» **RECORDS FOR THIS EXERCISE**:
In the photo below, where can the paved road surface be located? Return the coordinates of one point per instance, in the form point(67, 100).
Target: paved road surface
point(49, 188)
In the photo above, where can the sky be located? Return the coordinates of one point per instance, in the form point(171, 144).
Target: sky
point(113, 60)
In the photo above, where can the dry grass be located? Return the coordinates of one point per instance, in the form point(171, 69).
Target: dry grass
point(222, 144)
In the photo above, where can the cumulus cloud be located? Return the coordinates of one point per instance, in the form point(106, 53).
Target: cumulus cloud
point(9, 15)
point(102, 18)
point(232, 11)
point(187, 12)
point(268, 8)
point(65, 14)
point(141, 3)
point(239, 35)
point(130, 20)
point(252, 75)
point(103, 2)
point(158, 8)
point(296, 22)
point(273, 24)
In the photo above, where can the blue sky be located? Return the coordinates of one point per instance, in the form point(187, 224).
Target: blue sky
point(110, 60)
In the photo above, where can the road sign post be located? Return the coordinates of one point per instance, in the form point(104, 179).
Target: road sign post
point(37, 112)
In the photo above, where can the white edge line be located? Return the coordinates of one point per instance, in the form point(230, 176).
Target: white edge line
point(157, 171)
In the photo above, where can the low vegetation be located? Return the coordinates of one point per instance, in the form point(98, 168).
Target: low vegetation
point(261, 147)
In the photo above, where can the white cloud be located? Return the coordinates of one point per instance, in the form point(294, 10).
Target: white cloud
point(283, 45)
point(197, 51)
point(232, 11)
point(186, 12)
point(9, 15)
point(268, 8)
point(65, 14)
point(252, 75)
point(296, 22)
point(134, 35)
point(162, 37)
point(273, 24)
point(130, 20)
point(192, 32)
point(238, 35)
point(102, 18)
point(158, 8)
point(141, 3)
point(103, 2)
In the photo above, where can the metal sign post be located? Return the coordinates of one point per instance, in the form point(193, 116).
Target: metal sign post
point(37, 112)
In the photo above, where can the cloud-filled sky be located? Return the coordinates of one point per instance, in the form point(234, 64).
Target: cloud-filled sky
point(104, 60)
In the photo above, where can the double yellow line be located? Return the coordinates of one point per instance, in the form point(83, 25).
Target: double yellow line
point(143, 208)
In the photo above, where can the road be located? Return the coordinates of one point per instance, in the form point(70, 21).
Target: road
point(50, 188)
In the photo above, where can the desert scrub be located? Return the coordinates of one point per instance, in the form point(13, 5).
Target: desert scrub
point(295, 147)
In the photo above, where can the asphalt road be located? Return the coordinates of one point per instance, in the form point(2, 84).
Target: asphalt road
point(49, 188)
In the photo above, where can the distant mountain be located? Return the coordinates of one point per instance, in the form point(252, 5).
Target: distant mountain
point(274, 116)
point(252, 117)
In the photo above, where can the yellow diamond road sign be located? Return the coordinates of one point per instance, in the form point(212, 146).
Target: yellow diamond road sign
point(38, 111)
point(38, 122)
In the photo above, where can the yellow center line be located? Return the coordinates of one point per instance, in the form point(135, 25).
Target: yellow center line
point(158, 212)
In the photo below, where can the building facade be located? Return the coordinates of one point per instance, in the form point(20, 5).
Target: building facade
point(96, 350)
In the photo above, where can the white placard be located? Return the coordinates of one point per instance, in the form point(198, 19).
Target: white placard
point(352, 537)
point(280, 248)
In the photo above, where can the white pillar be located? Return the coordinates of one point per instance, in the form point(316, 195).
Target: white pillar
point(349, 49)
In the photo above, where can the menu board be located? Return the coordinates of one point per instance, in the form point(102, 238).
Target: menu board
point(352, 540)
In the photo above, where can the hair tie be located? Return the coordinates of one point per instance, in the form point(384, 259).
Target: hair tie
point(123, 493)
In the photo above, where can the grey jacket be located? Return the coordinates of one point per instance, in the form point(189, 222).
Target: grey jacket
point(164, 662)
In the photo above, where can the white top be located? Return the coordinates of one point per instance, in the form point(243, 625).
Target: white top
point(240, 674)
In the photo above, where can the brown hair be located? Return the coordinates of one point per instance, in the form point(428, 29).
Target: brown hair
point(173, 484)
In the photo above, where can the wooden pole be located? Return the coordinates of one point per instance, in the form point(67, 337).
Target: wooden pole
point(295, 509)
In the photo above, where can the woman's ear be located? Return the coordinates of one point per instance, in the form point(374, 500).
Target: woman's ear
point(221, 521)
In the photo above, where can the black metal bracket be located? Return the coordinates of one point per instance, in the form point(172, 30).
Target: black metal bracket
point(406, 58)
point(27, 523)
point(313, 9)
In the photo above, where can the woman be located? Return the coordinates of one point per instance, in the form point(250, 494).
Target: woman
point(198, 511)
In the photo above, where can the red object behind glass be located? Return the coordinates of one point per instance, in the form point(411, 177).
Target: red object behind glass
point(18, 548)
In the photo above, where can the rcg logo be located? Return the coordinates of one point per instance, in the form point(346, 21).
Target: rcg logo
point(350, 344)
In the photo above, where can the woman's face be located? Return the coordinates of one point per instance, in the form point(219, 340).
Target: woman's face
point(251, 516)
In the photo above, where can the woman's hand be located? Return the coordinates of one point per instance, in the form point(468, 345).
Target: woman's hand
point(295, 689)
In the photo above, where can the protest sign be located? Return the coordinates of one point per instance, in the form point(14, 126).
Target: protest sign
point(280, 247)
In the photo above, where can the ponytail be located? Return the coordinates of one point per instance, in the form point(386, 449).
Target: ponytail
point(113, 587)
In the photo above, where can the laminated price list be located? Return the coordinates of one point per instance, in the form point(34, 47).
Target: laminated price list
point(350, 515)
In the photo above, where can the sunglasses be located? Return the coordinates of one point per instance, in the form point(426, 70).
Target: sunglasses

» **WHAT TO PRODUCE**:
Repeat the material above in full, exactly as it stands.

» **RESPONSE TO THIS EXERCISE**:
In the photo below, where can the paved road surface be located? Return the coordinates of one point per instance, in the form point(67, 100).
Target: paved road surface
point(49, 188)
In the photo above, where can the sky be located? Return the coordinates of one point per instance, in the form point(171, 144).
Target: sky
point(113, 60)
In the photo above, where can the dry grass be located? Return the coordinates of one point per instance, in the form point(171, 69).
Target: dry grass
point(222, 144)
In the photo above, where can the cumulus cloud be located? Return the coordinates of one point per instance, in the form point(106, 53).
Target: cumulus cloud
point(9, 15)
point(102, 18)
point(232, 11)
point(187, 12)
point(268, 8)
point(65, 14)
point(141, 3)
point(239, 35)
point(130, 20)
point(252, 75)
point(103, 2)
point(158, 8)
point(296, 22)
point(273, 24)
In the photo above, where can the blue sky be located? Return the coordinates of one point per instance, in the form point(187, 224).
Target: blue sky
point(110, 60)
In the photo above, where can the road sign post be located? Return the coordinates of one point per instance, in the form point(104, 179).
Target: road sign post
point(37, 112)
In the photo above, where can the white edge line be located? Return the coordinates of one point per instance, in the form point(230, 176).
Target: white edge line
point(157, 171)
In the photo above, where can the low vegetation be located? Return the coordinates of one point per instance, in the form point(98, 168).
Target: low vegetation
point(261, 147)
In the photo above, where can the white cloud be located? Return the coordinates of one point per instance, in the form point(294, 10).
Target: white cloud
point(283, 45)
point(197, 51)
point(232, 11)
point(186, 12)
point(9, 15)
point(268, 8)
point(65, 14)
point(252, 75)
point(296, 22)
point(134, 35)
point(162, 37)
point(273, 24)
point(130, 20)
point(192, 32)
point(238, 35)
point(102, 18)
point(158, 8)
point(141, 3)
point(103, 2)
In the photo above, where can the metal sign post be located? Return the coordinates of one point per instance, in the form point(193, 116).
Target: metal sign post
point(37, 112)
In the photo above, where can the cloud-filled sky be located? Return the coordinates of one point per instance, in the form point(234, 64).
Target: cloud-filled sky
point(104, 60)
In the photo above, where can the double yellow line be located? Return the coordinates of one point per instance, in the form point(83, 25).
Target: double yellow line
point(143, 208)
In the photo above, where can the road be located? Return the coordinates of one point per instance, in the form point(70, 21).
Target: road
point(50, 188)
In the photo above, where can the desert scrub be located? Return the coordinates of one point per instance, in the form point(13, 5).
Target: desert scrub
point(295, 147)
In the photo above, where can the asphalt road be located? Return the coordinates of one point per instance, in the form point(2, 84).
Target: asphalt road
point(49, 188)
In the photo above, where can the distant mountain be located? Return the coordinates of one point per instance, in the form point(252, 5).
Target: distant mountain
point(274, 116)
point(252, 117)
In the photo above, where can the yellow diamond road sign be located? Return the coordinates of one point per instance, in the form point(212, 146).
Target: yellow diamond road sign
point(38, 111)
point(38, 122)
In the photo above, where can the yellow center line be located? Return the coordinates of one point per instance, in the form point(135, 25).
Target: yellow center line
point(158, 212)
In the photo below, where can the building facade be located? Return the coordinates of one point per instance, in the form point(20, 5).
Target: building facade
point(96, 350)
In the photo above, where can the white placard be located? Return the coordinates of one point per instance, in the form point(198, 19).
Target: white placard
point(352, 537)
point(280, 248)
In the photo above, where can the white pillar be located? Return the coordinates of one point per instance, in the form point(316, 195).
Target: white pillar
point(349, 49)
In the photo above, where can the menu board be located? Return the coordinates of one point per instance, in the form point(102, 238).
Target: menu board
point(352, 540)
In the photo above, where can the hair tie be located? Return the coordinates of one point per instance, in the form point(384, 259).
Target: hair tie
point(123, 493)
In the photo above, where can the grey jacket be located? Return the coordinates of one point per instance, in the form point(189, 222).
Target: grey jacket
point(164, 662)
In the photo above, where can the white top be located? Return the coordinates of one point per instance, in the form point(243, 625).
Target: white top
point(240, 674)
In the photo above, where can the brown hair be located? Return the coordinates of one point per instance, in the form point(428, 29).
Target: brown hair
point(173, 484)
In the photo above, where can the wooden pole be located? Return the coordinates of one point per instance, in the form point(67, 337).
Target: wooden pole
point(295, 509)
In the photo above, where can the woman's ear be located? Return the coordinates of one point per instance, in the form point(374, 500).
Target: woman's ear
point(221, 521)
In the photo above, where can the black metal bracket be located? Return the coordinates of one point per instance, in the form point(172, 30).
Target: black metal bracket
point(406, 58)
point(27, 523)
point(313, 9)
In the photo above, where can the woman be located? Return the coordinates of one point per instance, in the form point(250, 494).
Target: woman
point(198, 511)
In the photo above, where can the red object behind glass be located? Return the coordinates of one point per instance, in the form point(411, 177).
Target: red object behind glass
point(18, 548)
In the photo above, where can the rcg logo be located? Return the coordinates of one point per instance, in the form point(346, 21).
Target: rcg logo
point(350, 344)
In the photo above, where can the woman's face be located? Return the coordinates of one point per instance, in the form point(219, 340).
Target: woman's face
point(251, 516)
In the photo above, where can the woman's hand be located? Return the coordinates of one point per instance, in the form point(468, 345).
Target: woman's hand
point(295, 689)
In the photo above, where can the protest sign be located? Return the coordinates of one point per instance, in the form point(14, 126).
Target: protest sign
point(280, 247)
In the photo above, where can the ponytail be located? Return the coordinates of one point per instance, in the form point(386, 449).
Target: ponytail
point(113, 587)
In the photo above, where can the laminated price list be located? Return the coordinates of one point per instance, in the form point(34, 47).
Target: laminated price list
point(350, 515)
In the photo above, where can the sunglasses be located? Return the coordinates of one point per instance, in the form point(426, 70).
Target: sunglasses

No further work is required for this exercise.